Every line below should be repeated exactly.

----- Records for the task -----

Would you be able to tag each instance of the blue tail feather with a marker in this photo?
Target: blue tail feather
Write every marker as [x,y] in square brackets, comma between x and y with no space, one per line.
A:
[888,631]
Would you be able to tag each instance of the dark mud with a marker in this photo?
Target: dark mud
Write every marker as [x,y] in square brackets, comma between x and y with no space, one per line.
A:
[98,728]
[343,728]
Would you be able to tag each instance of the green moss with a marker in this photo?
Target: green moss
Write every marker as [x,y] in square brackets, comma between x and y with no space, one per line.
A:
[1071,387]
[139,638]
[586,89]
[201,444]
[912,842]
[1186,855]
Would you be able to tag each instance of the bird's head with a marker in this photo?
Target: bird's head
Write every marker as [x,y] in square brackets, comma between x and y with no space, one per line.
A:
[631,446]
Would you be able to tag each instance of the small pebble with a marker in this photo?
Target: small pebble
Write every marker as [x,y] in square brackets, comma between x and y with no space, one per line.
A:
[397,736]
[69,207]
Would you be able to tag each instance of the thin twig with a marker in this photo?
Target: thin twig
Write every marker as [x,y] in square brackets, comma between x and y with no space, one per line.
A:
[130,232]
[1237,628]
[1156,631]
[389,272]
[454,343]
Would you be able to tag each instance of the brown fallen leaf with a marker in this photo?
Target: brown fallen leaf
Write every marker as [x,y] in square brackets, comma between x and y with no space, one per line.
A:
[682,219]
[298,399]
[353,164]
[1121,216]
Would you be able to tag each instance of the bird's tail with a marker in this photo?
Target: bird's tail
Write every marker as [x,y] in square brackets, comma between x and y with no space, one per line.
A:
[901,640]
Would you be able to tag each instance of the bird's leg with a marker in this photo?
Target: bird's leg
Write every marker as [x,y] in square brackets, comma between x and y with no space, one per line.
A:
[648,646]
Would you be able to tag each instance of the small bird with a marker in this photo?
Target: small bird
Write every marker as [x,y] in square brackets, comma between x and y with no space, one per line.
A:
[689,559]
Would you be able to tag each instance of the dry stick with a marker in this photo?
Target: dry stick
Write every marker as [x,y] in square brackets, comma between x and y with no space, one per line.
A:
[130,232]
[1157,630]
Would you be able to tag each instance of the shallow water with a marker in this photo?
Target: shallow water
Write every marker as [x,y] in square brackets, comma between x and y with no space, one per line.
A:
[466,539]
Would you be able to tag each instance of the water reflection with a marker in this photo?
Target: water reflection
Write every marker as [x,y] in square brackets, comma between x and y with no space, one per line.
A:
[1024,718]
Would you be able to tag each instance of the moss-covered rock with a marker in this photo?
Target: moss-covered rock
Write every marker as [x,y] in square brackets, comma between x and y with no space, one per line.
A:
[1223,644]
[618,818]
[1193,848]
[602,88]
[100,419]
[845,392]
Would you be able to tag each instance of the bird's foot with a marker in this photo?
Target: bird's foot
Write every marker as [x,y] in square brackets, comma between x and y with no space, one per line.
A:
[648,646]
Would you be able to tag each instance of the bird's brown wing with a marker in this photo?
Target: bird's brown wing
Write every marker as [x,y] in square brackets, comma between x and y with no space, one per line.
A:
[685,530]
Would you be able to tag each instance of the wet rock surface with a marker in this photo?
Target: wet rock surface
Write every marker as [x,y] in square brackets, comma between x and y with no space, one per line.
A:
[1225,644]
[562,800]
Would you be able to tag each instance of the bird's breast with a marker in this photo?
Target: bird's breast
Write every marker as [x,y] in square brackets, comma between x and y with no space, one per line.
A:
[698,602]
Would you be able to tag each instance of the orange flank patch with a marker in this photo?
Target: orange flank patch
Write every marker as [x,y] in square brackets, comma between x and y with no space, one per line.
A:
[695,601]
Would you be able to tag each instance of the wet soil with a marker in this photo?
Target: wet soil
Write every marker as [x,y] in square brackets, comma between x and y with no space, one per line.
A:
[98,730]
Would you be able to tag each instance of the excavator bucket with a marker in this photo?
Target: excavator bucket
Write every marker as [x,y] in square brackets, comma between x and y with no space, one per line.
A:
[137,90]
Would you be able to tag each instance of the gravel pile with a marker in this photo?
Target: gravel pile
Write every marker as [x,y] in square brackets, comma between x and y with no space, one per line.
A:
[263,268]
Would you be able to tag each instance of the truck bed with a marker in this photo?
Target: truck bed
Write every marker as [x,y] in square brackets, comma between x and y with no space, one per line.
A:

-----

● **The result**
Would you be able to tag each instance of the blue tail feather with a marker in this photo?
Target: blue tail feather
Write every marker as [x,y] in square brackets, comma between x and y with no space, one per line.
A:
[888,631]
Would you be able to tag each instance of the dark mud with a marker in this photo?
Target: dark mud
Write every marker as [x,y] in square brackets, comma between x and y with no space, one per line.
A:
[98,728]
[343,728]
Would you be able to tag each instance of the green moss with a marker in this photo?
Target: green moss
Write every marker as [x,y] in square brackets, comma between x and y with no space, one per line.
A:
[1071,387]
[139,638]
[586,89]
[201,444]
[912,842]
[1186,855]
Would you be able to tag each instance of the bird's head with a marker in this photo?
Target: bird's head
Write every marker as [x,y] in square brackets, comma between x and y with no space, one per line.
A:
[631,446]
Would you be able to tag each instance of the small pebble with a marker in this photo?
Target: small pebble
Write every marker as [x,y] in square brackets, comma between x and y with no space, one per line.
A:
[397,736]
[69,207]
Would you be able to tag each instance of the thin twig with a marker in this photo?
Target: thin twig
Write every marker as [x,y] in square brackets, comma between x and y with no space, one per line.
A:
[130,232]
[1237,628]
[1156,631]
[389,272]
[454,343]
Would you be able to tag each instance of the brown fallen leaf with a marker in this photo?
Target: brown fallen leaf
Write every marker as [x,y] in square brackets, comma between x and y with no space, one per line.
A:
[682,219]
[298,399]
[353,164]
[1121,216]
Would you be able to tag each instance of the bird's tail with a marker in this photo?
Target: bird's tail
Write every marker as [x,y] in square brackets, comma between x and y with no space, one per line.
A:
[901,640]
Would you be able to tag each instance of the bird's leg with a marker in this photo?
Target: bird's leg
Write every marker as [x,y] in square brackets, comma between x and y with no space, one per line.
A:
[648,646]
Would you be able to tag each instance of the small bird with a marker in this photo?
Target: small bird
Write every marker as [x,y] in square brackets, comma between x and y with no space, one per line.
A:
[689,559]
Would you be able to tag each instance of the dry stick with a marker in this photo?
Target: dry stick
Write every marker as [x,y] in square brackets, comma between x and y with no space, one per line.
A:
[130,232]
[1157,630]
Would you be able to tag each instance of the shallow water with a marker in this photo?
Target: shallow water
Write every marker as [x,y] in square brackets, comma between x and y with no space, one per line.
A:
[466,539]
Would you be able to tag each instance of the water reflection with a marker in this photo?
Target: water reflection
Write every marker as [x,y] in square brackets, comma between x and y with no space, one per line.
A:
[1024,718]
Would you be able to tag each instance of the moss-covered rock with a marker in this photo?
Target: moss-covered rock
Write every marker as [x,y] in square brackets, comma between x and y with no space, one per line.
A:
[1223,644]
[618,818]
[1193,848]
[602,88]
[100,419]
[845,392]
Would you be able to tag each instance of the bird's foot with a marker in this photo?
Target: bird's foot
Write every marker as [x,y] in square brackets, comma between x and y with no space, one per line.
A:
[648,646]
Would you be able to tag each instance of the bird's brown wing with a marker in this photo?
Target: bird's brown wing
Write every marker as [x,y] in square brackets, comma between x and y with no space, one per line.
A:
[685,530]
Would you be able to tag each instance of the wet rock surface with a marker in this photo?
Target: wet rock surface
Write every marker as [x,y] in square brackets, comma between x and y with no space, one per line.
A:
[1225,644]
[562,800]
Would you be able to tag each instance of the bird's breast with a marker in this photo?
Target: bird's breast
Write every marker as [x,y] in square brackets, comma between x and y with no space, one per line.
A:
[698,602]
Would you be able to tag each instance of the orange flank patch with a marker in this photo?
Target: orange flank patch
Write every marker as [x,y] in square brackets, comma between x and y with no space, one per line.
A:
[695,601]
Would you be able to tag each instance of the wet soil with a marker in this photo?
Target: wet soil
Write every marker as [x,y] in square brackets, comma between x and y with no space, one per line.
A:
[98,730]
Would you be able to tag each instance of the excavator bucket with a marker in this photo?
Target: excavator bucket
Write every marker as [x,y] in square brackets, comma between x and y with no space, one per line.
A:
[137,90]
Would you be able to tag each instance of the gravel pile with a marker in this photo?
Target: gravel pile
Write every marker as [x,y] in square brackets, comma between x and y with no space, one per line.
A:
[263,268]
Would you be able to tag each instance of the truck bed with a marker in this photo?
Target: truck bed
Write every marker as [x,y] in square brackets, comma between x and y with no space, one per line.
A:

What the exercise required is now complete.